O nosso direito de resposta, publicávamos noutros jornais e sempre era com o conhecimento do juiz Dimas Marrôa. Numa dessas sessões de julgamento, o juiz Dimas chamou atenção ao Ayob, dizendo-lhe que assuntos relacionados com os jornais não eram do seu interesse. Por isso não queria que lhe mandássemos cartas para o seu conhecimento. Nessa altura, chegámos à triste conclusão de que Dimas não era diferente de Paulino. Também estava feito com Albano Silva.
Houve uma outra sessão em que eu estava tentar esclarecer ao juiz que Albano Silva estava a fazer de tudo para manipular o processo. Nesse dia, Albano Silva estava presente na sala do julgamento. Ele se levantou, desrespeitando todo o protocolo, desacreditou-me diante do juiz. Ayob, por sua vez, por ver que o juiz se mantinha passivo, também se levantou e disse ao juiz Dimas Marrôa que ele admitia as baboseiras de Albano Silva só porque este era esposo da primeira-ministra.
Dimas Marrôa, com semblante carregado, tirou o Ayob da sala do julgamento. E a nossa convicção de que este juiz também estava feito com Albano Silva aumentou exponencialmente.
Faltando um dia para a leitura da sentença, fui ter com Ayob à sua cela. Pedi-lhe para que não se fizesse presente na sala de audiências no dia da sentença. Estávamos convencidos de que Dimas Marrôa iria nos condenar mesmo sem provas. Por isso era melhor eu estar presente e Ayob não. Só um passaria por mais uma vergonha.

### DADOS FORNECIDOS:
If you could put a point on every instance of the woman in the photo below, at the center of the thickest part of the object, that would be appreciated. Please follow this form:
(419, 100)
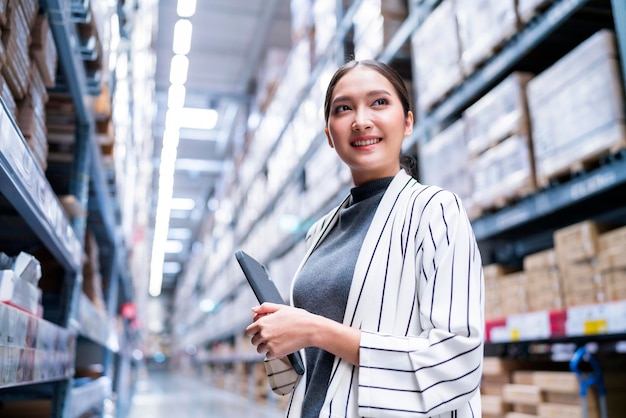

### ATIVIDADE:
Prossiga o excerto sobre o julgamento conduzido pelo juiz Dimas Marrôa, a partir da última frase apresentada. Os dados são material à parte, independente do excerto.

### RESPOSTA À ATIVIDADE:
Disse para que o Ayob inventasse uma indisposição, talvez doença. Ele, como sempre, disse e recordo-me bem das suas palavras: “Nini: eu nunca menti. Não posso fazer isso!”. Disse-lhe para que se não preocupasse. Posteriormente, organizei tudo com o médico da cadeia para que Ayob não estivesse presente na sentença.
Às cinco horas da manhã do dia 1 de Julho de 2008, o médico da cadeia ligou para o director da BO, o senhor Matangala, a partir da cela de Ayob. Disse ao director que Ayob não podia estar presente na sentença por questões de saúde. O director, por sua vez, informou ao juiz Dimas.
Dimas, porém, não aceitou a desculpa e mandou para que Ayob fosse informado de que lhe queria à hora da sentença, mesmo que fosse levado numa maca. Eu, ao chegar à cela de Ayob, disse-lhe que já não nos restava mais nada e que Dimas, efectivamente, nos iria condenar. E fomos para leitura da sentença.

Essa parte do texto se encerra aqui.